**TASK BRIEF:**
Extract each line below that contains the word "crate", and list those lines in the order they appear.

**SUPPLIED ENTRIES:**
BEGIN
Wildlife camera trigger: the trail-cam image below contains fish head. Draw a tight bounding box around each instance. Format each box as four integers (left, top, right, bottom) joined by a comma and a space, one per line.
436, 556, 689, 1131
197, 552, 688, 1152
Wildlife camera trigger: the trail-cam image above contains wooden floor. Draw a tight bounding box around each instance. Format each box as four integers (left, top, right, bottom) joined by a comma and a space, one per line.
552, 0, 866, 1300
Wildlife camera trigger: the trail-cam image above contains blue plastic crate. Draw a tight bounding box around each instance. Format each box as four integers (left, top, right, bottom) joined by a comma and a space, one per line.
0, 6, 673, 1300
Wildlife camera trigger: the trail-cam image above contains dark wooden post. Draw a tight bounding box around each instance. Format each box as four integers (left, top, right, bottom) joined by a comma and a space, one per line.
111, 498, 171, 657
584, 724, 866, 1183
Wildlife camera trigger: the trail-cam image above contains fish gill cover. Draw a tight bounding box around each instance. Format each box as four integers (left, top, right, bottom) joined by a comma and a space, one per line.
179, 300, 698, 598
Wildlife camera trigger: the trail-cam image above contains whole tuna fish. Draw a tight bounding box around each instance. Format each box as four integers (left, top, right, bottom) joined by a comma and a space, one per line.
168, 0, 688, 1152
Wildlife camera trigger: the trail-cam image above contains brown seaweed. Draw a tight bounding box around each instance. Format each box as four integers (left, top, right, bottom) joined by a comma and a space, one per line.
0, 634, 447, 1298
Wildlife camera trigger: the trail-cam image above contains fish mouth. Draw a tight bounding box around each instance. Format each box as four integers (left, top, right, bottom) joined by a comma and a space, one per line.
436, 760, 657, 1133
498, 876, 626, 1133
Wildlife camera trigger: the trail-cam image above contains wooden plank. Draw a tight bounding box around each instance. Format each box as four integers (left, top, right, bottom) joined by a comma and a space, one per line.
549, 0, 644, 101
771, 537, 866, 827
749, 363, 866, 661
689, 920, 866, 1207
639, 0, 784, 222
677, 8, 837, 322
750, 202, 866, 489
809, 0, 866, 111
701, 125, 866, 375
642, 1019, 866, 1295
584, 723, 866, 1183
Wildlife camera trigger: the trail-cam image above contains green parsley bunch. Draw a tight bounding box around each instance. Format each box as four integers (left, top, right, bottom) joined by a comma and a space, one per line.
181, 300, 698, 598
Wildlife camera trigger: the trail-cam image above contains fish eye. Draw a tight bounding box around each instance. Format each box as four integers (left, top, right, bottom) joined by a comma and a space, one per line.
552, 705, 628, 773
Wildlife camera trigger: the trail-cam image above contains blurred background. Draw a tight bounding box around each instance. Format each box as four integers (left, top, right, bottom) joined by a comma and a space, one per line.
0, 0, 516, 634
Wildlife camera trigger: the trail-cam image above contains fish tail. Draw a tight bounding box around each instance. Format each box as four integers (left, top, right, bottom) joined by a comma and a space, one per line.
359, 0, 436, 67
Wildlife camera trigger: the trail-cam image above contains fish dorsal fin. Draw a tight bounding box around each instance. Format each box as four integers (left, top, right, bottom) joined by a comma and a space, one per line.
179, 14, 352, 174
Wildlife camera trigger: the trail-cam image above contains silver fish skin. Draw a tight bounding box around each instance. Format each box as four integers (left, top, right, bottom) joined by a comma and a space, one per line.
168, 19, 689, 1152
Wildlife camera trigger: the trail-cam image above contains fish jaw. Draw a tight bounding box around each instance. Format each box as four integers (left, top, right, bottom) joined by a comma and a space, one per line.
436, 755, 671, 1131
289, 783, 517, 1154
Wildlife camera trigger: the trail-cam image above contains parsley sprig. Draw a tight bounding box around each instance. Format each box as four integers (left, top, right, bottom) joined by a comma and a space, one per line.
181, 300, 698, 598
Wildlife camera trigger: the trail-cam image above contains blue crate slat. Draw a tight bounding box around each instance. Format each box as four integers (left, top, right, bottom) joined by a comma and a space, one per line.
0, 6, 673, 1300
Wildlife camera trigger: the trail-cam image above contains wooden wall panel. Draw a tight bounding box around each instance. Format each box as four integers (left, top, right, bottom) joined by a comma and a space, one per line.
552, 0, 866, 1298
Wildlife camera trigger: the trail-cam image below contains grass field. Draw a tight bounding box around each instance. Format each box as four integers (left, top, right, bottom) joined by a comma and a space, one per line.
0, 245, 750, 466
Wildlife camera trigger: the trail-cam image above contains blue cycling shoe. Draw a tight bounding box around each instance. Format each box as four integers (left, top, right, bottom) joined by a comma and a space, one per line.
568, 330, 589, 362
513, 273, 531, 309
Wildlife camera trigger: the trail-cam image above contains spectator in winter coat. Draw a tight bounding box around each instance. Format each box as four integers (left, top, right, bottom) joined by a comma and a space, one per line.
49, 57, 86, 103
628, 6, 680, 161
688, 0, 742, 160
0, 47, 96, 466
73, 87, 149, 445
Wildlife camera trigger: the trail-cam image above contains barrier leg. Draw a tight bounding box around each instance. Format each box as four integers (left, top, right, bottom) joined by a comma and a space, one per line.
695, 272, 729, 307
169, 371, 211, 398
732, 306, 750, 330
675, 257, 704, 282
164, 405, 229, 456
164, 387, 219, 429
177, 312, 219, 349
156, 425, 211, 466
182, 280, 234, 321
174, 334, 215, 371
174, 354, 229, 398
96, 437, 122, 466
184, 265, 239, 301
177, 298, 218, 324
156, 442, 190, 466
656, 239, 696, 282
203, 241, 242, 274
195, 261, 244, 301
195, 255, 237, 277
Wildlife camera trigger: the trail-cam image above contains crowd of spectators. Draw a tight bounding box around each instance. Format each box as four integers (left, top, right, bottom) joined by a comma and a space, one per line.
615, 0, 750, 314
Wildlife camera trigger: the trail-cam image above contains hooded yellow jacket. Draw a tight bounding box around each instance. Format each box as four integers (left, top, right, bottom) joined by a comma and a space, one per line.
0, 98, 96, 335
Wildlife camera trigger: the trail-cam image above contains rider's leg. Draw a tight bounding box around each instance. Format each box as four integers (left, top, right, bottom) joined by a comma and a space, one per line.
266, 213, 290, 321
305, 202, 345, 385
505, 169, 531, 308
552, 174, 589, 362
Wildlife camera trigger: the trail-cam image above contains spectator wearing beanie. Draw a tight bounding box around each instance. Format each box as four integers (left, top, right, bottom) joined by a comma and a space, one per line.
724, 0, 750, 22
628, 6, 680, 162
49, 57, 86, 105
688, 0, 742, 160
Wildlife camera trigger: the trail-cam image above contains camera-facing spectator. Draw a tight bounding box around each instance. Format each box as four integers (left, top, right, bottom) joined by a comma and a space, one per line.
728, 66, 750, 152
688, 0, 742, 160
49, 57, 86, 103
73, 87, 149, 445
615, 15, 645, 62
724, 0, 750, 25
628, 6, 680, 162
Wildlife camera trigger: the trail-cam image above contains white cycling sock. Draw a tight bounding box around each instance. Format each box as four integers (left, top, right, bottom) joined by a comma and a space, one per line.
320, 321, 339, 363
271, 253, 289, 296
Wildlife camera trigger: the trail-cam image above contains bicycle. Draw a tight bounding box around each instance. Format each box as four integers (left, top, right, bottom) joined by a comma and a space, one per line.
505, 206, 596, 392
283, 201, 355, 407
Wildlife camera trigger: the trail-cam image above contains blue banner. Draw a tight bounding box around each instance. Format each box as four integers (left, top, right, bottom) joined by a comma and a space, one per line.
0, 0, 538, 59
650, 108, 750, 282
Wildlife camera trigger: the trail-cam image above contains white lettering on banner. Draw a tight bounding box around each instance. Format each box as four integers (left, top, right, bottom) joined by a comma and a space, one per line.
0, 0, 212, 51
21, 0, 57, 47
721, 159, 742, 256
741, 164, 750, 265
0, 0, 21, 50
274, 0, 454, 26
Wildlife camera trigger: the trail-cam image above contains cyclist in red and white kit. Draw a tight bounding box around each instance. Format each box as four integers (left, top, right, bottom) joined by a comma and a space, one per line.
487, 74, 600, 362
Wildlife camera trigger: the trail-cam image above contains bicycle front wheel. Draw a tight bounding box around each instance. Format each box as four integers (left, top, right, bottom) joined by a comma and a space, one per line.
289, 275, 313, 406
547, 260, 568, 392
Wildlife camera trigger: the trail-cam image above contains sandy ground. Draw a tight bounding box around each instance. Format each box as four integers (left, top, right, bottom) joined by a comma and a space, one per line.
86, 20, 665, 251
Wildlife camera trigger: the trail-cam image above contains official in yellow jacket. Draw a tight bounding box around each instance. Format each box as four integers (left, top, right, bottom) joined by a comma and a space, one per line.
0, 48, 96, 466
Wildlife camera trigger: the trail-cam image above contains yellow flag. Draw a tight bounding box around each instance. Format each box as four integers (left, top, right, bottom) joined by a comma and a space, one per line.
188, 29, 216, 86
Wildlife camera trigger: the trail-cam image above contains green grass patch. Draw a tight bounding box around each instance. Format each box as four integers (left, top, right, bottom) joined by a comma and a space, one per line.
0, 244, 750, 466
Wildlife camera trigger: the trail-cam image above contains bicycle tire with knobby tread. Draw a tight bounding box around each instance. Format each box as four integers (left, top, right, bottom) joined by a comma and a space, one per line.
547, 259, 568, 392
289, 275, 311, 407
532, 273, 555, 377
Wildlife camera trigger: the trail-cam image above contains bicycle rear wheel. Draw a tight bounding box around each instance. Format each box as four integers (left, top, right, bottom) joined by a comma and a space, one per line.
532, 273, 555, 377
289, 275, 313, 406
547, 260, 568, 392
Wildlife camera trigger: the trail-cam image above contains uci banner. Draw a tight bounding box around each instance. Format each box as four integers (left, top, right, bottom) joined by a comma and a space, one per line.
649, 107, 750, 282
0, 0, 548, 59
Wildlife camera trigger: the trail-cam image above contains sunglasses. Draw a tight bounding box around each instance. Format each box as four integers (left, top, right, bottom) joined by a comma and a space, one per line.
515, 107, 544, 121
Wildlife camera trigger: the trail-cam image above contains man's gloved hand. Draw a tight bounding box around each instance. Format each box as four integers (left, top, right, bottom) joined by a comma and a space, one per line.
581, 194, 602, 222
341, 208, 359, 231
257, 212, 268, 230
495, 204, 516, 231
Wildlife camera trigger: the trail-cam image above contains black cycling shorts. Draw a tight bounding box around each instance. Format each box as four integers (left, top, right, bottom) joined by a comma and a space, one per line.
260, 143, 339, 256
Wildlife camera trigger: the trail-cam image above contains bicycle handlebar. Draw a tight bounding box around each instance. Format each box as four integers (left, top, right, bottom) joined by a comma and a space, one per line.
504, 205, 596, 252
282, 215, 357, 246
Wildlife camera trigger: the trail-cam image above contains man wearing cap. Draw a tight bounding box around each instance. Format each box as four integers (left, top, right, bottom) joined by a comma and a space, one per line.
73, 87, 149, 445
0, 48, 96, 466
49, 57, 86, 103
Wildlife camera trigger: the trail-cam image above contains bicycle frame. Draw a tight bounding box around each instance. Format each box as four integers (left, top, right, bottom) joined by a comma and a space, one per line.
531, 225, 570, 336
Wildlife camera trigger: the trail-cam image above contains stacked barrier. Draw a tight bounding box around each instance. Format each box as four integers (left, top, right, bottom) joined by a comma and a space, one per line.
END
**PROBLEM SOLUTION:**
Wildlife camera trigger: the trail-cam image above contains blue plastic crate. Draw a tight bounding box around each instance. Format each box as four integers (left, top, right, bottom) joined by a comma and a space, one per line.
Wildlife camera trigger: the trail-cam image above contains blue crate slat. Draw a tight bounding box around each instance. Format each box as four integers (left, top, right, bottom) joined by a comma and a space, one per line.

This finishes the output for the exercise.